Start of Supplied information
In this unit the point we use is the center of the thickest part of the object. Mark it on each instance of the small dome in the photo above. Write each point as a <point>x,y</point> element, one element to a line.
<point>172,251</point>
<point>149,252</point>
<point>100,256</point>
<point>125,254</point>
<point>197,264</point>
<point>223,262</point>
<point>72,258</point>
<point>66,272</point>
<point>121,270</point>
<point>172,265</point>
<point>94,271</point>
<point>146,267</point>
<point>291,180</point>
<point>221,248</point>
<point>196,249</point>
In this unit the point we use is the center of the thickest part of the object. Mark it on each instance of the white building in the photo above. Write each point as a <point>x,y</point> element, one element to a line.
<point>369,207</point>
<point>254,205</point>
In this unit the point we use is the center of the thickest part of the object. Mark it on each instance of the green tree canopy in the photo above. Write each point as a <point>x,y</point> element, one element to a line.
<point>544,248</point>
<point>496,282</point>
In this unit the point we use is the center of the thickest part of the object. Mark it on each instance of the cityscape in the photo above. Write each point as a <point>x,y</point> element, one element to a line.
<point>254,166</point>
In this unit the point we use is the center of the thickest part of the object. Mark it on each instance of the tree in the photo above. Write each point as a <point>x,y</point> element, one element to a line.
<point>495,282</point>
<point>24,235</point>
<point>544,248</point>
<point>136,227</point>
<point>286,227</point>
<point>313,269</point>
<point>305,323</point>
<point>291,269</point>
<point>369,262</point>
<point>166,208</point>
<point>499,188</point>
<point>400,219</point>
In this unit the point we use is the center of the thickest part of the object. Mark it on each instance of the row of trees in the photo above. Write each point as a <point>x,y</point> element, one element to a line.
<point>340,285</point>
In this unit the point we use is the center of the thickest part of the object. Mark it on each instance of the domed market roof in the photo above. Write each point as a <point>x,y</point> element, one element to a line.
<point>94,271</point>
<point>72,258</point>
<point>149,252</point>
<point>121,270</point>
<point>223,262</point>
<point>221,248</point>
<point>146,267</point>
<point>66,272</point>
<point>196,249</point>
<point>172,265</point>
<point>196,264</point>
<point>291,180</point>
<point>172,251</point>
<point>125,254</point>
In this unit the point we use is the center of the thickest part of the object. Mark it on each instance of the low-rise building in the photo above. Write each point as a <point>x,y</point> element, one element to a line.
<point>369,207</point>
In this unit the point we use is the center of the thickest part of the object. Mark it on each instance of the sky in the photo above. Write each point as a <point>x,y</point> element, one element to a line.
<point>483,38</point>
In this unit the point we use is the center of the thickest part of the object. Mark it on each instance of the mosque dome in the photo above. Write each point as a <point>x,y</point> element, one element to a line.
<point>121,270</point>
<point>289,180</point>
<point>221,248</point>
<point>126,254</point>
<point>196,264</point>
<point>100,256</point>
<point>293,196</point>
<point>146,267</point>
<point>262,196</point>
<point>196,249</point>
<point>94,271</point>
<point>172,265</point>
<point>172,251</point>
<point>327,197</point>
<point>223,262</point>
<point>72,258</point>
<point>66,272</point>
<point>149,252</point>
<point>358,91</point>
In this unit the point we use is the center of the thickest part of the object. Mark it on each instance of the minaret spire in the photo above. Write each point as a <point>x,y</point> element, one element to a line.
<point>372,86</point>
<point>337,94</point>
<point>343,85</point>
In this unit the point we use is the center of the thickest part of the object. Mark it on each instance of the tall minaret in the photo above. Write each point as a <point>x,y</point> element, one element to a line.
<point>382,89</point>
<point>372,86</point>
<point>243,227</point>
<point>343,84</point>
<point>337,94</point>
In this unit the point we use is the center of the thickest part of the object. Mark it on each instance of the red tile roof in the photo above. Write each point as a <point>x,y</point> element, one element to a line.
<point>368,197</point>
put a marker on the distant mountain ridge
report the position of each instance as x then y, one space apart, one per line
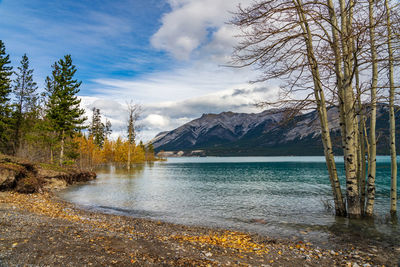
267 133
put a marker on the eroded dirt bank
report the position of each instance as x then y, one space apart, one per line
26 177
41 229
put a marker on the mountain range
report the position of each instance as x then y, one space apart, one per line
269 133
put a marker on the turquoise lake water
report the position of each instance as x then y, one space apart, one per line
275 196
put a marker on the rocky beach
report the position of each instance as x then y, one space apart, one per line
42 230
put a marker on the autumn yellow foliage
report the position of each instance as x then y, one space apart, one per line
112 151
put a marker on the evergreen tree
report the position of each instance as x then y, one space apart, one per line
25 98
108 129
5 89
97 128
63 110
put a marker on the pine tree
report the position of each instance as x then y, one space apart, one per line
108 129
63 108
25 98
97 128
5 89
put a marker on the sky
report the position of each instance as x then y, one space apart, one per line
169 56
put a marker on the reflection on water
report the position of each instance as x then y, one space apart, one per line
277 196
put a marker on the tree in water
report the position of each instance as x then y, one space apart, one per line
133 116
63 106
97 128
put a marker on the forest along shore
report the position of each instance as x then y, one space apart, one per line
23 176
41 229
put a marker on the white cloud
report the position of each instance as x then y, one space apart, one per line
164 116
191 22
156 121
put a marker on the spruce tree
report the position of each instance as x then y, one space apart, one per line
5 89
25 98
63 106
108 129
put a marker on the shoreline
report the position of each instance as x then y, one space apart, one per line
42 229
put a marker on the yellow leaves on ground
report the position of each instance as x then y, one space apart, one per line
234 240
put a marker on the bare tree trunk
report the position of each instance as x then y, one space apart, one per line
129 155
322 112
369 210
350 151
393 187
361 145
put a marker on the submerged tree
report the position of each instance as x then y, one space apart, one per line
133 116
97 128
393 155
5 90
63 106
320 49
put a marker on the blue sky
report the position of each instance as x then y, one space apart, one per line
165 55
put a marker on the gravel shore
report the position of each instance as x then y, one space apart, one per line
42 230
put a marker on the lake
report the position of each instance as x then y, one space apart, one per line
285 197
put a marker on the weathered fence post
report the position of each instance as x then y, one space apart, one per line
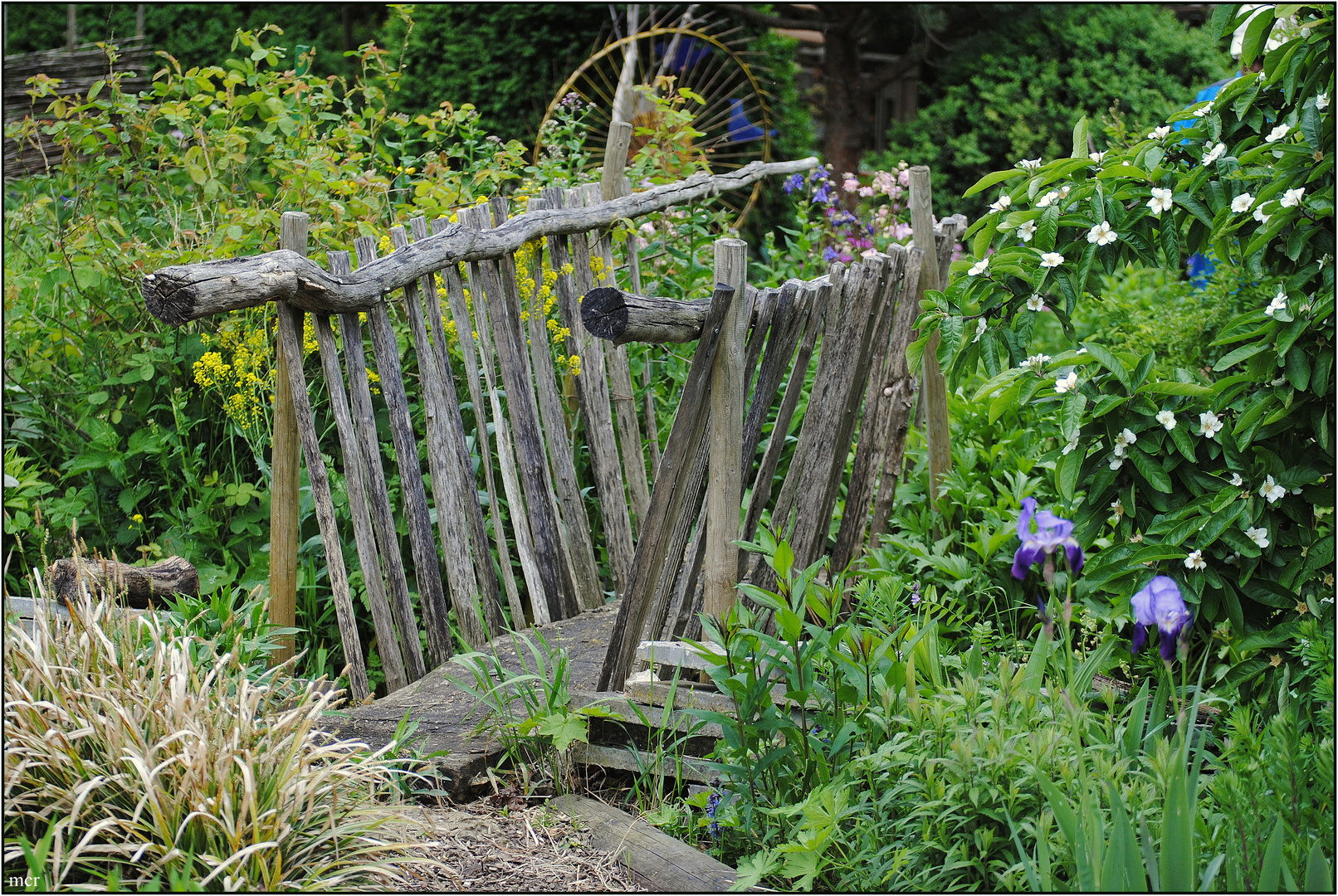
284 503
933 386
724 491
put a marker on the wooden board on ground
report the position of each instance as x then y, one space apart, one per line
658 861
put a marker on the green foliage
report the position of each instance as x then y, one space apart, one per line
1013 91
1224 485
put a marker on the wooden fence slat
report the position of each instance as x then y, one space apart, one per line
575 522
427 572
289 321
593 395
881 402
383 517
503 310
667 504
469 349
469 561
284 500
478 218
393 660
621 391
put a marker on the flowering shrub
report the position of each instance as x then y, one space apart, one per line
1223 485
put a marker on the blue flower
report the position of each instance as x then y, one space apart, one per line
1160 605
1052 533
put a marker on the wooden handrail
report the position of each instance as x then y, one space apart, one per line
183 293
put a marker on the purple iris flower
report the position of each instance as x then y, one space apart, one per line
1052 533
1160 605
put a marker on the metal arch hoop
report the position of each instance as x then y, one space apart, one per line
686 32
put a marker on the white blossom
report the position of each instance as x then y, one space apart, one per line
1272 489
1160 201
1292 198
1278 304
1101 234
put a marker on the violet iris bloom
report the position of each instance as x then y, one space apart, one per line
1160 605
1052 533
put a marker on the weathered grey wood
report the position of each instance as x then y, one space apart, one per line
660 863
138 586
284 499
478 218
183 293
465 334
885 406
623 393
724 493
668 503
597 412
574 519
813 297
426 568
933 386
289 324
469 561
383 517
503 310
388 642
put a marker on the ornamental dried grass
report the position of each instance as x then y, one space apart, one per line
141 767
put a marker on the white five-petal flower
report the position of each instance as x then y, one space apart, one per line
1160 201
1210 424
1258 535
1272 489
1292 198
1101 234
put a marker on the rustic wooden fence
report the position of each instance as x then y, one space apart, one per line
671 548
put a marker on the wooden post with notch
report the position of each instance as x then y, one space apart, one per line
284 504
933 386
724 491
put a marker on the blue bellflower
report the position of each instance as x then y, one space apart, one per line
1160 605
1052 533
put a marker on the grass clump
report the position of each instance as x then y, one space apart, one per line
134 757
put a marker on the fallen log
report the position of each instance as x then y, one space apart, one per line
138 586
183 293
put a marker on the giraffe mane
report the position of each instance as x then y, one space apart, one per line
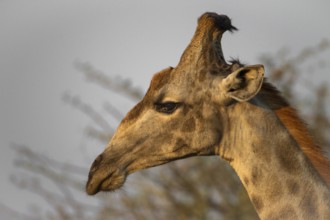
298 129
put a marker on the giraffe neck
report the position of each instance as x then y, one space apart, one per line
280 180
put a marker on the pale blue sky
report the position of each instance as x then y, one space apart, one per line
40 41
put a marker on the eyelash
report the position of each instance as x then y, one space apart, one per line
166 107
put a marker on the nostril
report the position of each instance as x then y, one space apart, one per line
96 163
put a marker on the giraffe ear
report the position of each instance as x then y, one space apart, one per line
244 83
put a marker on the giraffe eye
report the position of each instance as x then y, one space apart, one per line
166 107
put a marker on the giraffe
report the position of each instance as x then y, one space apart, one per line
205 106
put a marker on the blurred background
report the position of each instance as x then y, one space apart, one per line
70 70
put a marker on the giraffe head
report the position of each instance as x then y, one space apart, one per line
181 114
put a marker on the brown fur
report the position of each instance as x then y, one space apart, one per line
297 129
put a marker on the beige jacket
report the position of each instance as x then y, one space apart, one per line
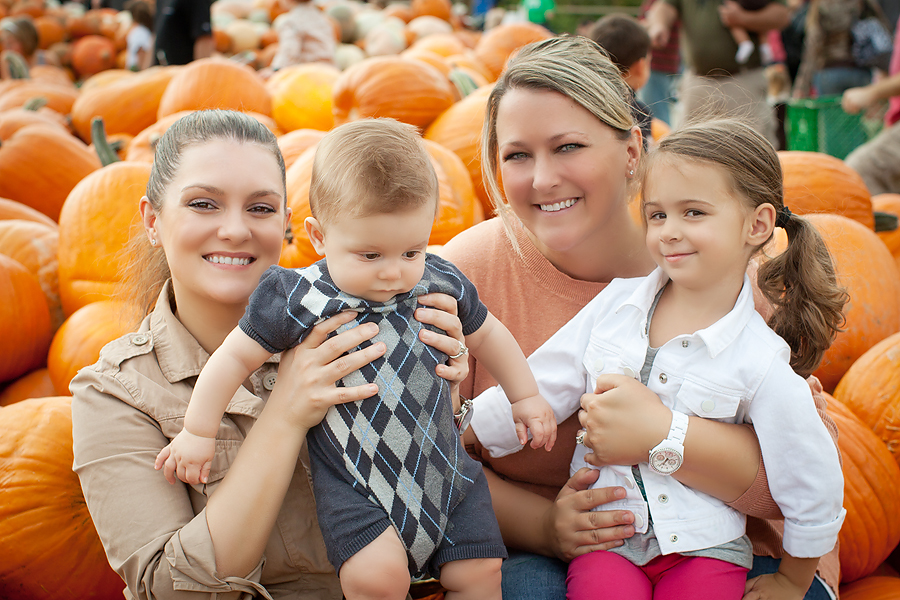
125 409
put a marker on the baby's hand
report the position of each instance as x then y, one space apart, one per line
534 414
189 456
775 586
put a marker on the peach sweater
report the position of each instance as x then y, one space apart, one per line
534 299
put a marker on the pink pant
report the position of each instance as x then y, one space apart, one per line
608 576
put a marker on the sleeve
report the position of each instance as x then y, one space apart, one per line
152 537
808 486
270 317
558 367
472 311
201 25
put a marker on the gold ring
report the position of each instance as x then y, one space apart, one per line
462 350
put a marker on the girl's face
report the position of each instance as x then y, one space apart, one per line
222 222
699 230
565 173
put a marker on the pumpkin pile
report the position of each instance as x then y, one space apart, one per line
76 144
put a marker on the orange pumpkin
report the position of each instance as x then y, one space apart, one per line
871 529
497 44
296 142
24 322
865 267
39 166
875 587
390 86
10 209
95 225
215 83
459 129
127 105
302 96
34 246
92 54
78 342
36 384
871 389
50 547
818 183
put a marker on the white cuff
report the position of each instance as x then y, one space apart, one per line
493 423
811 541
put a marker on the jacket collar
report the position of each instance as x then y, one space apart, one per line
718 336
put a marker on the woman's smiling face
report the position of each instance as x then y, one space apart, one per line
222 221
564 171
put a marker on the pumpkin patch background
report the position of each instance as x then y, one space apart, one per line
76 144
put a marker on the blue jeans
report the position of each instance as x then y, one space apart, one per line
533 577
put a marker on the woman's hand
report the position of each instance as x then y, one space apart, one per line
624 421
443 315
573 528
312 368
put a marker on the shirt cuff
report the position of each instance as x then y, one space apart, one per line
493 423
811 541
192 563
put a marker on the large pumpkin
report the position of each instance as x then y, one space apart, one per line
302 96
818 183
24 322
871 529
871 389
391 86
866 268
35 246
36 384
50 549
459 129
78 342
215 83
127 105
95 225
497 44
40 164
875 587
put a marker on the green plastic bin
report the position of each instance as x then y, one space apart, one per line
821 125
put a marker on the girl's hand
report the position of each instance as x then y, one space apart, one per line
443 315
573 528
624 421
310 370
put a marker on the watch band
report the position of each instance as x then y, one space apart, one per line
678 429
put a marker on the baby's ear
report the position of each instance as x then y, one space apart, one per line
316 234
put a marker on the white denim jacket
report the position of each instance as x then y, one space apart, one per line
735 371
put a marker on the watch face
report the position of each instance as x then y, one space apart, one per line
665 461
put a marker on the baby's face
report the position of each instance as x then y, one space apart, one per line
379 256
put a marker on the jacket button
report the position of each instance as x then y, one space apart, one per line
269 381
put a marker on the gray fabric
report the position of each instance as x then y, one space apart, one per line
641 548
399 448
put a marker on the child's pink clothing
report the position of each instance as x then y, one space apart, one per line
610 576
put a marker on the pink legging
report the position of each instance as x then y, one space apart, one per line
608 576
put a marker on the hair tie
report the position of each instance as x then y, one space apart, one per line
784 217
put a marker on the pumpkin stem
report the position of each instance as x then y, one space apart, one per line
35 104
18 68
464 83
886 221
98 135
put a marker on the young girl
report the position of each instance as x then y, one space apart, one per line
394 459
689 331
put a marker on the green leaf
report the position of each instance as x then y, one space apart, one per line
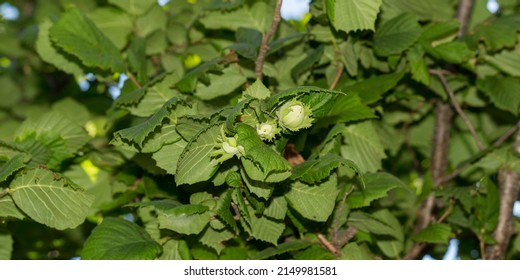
258 188
14 164
439 10
155 19
79 36
315 170
499 158
72 110
247 42
372 89
305 64
185 219
117 239
51 138
371 224
189 126
286 247
9 209
134 7
51 54
139 133
352 15
114 23
221 84
353 251
396 35
168 156
6 246
418 64
165 136
439 30
500 33
277 208
256 16
434 233
503 92
272 166
506 61
391 248
314 252
50 199
223 211
215 238
314 202
196 163
452 52
257 90
377 185
266 229
175 250
363 146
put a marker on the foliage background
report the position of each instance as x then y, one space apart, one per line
414 103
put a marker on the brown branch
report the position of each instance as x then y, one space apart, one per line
463 115
446 214
132 78
260 59
509 182
467 163
339 72
236 217
463 15
327 244
441 136
443 115
339 211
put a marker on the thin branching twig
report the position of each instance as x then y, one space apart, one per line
326 243
339 72
461 113
264 47
132 78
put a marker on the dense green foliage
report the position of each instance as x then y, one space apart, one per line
327 156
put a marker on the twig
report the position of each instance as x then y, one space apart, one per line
339 72
506 135
4 193
463 14
340 210
467 163
446 214
441 137
465 118
260 59
236 217
132 78
509 182
482 244
327 244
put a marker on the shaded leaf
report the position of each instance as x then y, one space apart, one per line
434 233
195 162
503 92
50 199
351 15
313 202
79 36
377 185
118 239
396 35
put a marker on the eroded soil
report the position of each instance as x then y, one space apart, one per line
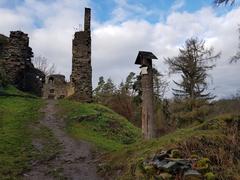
75 159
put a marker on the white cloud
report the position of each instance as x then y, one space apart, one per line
115 45
178 4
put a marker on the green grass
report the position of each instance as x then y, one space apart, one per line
19 127
127 160
107 130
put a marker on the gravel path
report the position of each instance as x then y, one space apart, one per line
75 160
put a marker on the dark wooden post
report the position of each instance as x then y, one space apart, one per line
148 121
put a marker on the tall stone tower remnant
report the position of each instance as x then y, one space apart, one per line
81 76
144 59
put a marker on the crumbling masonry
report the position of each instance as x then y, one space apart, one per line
81 76
15 60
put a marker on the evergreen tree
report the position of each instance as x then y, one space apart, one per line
193 62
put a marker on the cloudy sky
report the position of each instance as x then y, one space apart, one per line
120 28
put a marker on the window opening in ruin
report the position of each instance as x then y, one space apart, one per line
50 80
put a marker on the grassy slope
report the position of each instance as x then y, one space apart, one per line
206 140
107 130
19 126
End of Supplied information
Go through the entries above and tally each line that has the word "leaf"; reply with the tally and nothing else.

# Answer for this exercise:
2